| Page extract |
========

- Country: United States
- Language: English
- Genre: Science fiction

Publication
- Published in: Astounding Science Fiction
- Publisher: Street & Smith
- Media type: Magazine
- Publication date: July 1939

= Trends (short story) =

"Trends" is a science fiction short story by American writer Isaac Asimov. It was first published in the July 1939 issue of Astounding Science Fiction and was reprinted in Great Science Fiction Stories About the Moon (1967) and The Early Asimov (1972).

"Trends" was the tenth story written by Asimov, the third to be published, and the first to appear in Astounding, then the leading science fiction magazine.

==Origins==
The story had its genesis in research Asimov was conducting on behalf of an academic writing a book on social resistance to technological change. Asimov was particularly struck by a series of articles by Simon Newcomb from the early 20th century arguing that heavier-than-air flight was physically impossible. If there had been resistance to earlier technological change, then Asimov reasoned that there might be social resistance to spaceflight, which was a notion he had never encountered before in a science fiction story. In December 1938, Asimov wrote a story, which he originally titled "Ad Astra", that included resistance to a proposed flight to the Moon, submitting it to Astounding editor John W. Campbell on December 21, 1938. On December 29, 1938 Asimov received a letter from Campbell asking for a story conference. At the conference, Campbell said that he had never read a story that included resistance to space flight, that he liked the idea, and wanted Asimov to rewrite "Ad Astra" to make it central to the story. Asimov brought the revised version to Campbell on January 24, 1939, and Campbell accepted it, publishing it under the title "Trends".

==Plot summary==

Trends is narrated by Clifford McKenny, looking back from the year 2008, who tells how his boss John Harman was preparing to fly a rocket, the Prometheus, to the Moon in 1973. On July 14, 1973, the day before the scheduled flight, a newspaper called the Clarion denounces Harman as an impious blasphemer for daring to profane the heavens with his rocket ship, and warns that if the government won't stop him, "our enraged citizenry may have to take matters into their own hands". The head of the research institute Harman works for tries to dissuade him, arguing that popular opposition to his work is too strong. Harman refuses to listen.

========

| Collected material |
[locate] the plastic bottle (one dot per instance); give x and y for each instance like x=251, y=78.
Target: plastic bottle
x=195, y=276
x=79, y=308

========

| Exercises to complete |
A. Reproduce the part of the "Trends" article between "- Country: United" and "Early Asimov (1972).", inclusive.
B. Decide whether each statement agrees with the "Trends" article, and support each yes or no with the deciding words quoted from it: (i) Asimov submitted the story to John W. Campbell on December 21, 1938. (ii) "Trends" was the first story Asimov had published. (iii) The story's narrator looks back from the year 2008.

| Solutions to the exercise |
A.
- Country: United States
- Language: English
- Genre: Science fiction

Publication
- Published in: Astounding Science Fiction
- Publisher: Street & Smith
- Media type: Magazine
- Publication date: July 1939

= Trends (short story) =

"Trends" is a science fiction short story by American writer Isaac Asimov. It was first published in the July 1939 issue of Astounding Science Fiction and was reprinted in Great Science Fiction Stories About the Moon (1967) and The Early Asimov (1972).

B.
(i) Yes: "submitting it to Astounding editor John W. Campbell on December 21, 1938"
(ii) No: "the third to be published"
(iii) Yes: "looking back from the year 2008"